┌─ Data for processing

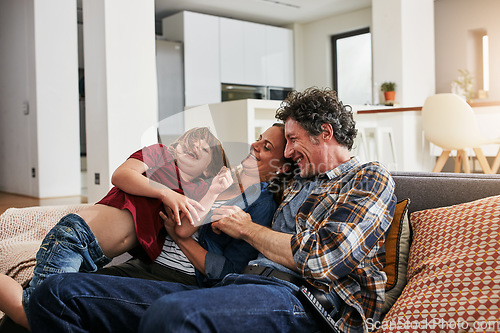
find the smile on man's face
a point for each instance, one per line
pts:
(303, 149)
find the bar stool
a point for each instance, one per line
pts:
(374, 142)
(449, 123)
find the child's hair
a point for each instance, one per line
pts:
(192, 136)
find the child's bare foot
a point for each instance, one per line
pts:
(11, 300)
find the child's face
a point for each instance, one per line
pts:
(194, 160)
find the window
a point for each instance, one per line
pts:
(352, 66)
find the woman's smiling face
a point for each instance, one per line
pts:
(266, 154)
(195, 160)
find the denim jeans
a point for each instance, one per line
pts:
(70, 246)
(97, 303)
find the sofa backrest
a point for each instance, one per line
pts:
(430, 190)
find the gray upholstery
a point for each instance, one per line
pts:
(430, 190)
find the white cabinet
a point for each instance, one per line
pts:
(256, 54)
(236, 123)
(221, 50)
(200, 36)
(279, 57)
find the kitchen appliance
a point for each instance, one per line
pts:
(231, 92)
(277, 93)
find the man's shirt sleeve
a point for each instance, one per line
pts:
(339, 230)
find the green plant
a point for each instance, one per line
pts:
(388, 86)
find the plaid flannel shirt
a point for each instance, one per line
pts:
(341, 230)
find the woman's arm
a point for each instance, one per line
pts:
(193, 251)
(129, 178)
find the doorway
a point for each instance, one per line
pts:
(352, 66)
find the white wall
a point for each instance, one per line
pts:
(313, 66)
(455, 19)
(403, 48)
(39, 67)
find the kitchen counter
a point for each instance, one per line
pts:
(413, 152)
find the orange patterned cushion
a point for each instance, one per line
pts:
(453, 272)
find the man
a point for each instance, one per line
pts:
(327, 235)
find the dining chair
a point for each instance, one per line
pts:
(449, 122)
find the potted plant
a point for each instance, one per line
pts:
(389, 89)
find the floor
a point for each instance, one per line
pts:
(8, 200)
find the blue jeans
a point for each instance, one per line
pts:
(97, 303)
(70, 246)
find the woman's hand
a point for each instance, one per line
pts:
(231, 220)
(221, 181)
(169, 223)
(180, 204)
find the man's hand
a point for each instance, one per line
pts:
(179, 204)
(221, 181)
(233, 221)
(169, 223)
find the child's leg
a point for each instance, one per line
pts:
(70, 246)
(11, 296)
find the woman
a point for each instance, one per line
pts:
(208, 257)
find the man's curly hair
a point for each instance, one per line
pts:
(314, 107)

└─

What is expected -
Rewrite the data from the line with "find the woman's hand" up to and including the last line, requests included, shifting every coordinate in the answers by adding 100 to each number.

Response -
find the woman's hand
a point for each instance, one per line
pts:
(331, 320)
(321, 281)
(269, 323)
(280, 304)
find the man's hand
a point for each instance, one per line
pts:
(279, 304)
(321, 281)
(333, 321)
(269, 323)
find the child's leg
a point for each instance, one per line
pts:
(170, 346)
(111, 396)
find the woman
a point for each instance, one per line
pts:
(308, 357)
find the man's curly hair
a point for each instance, one per line
pts:
(414, 207)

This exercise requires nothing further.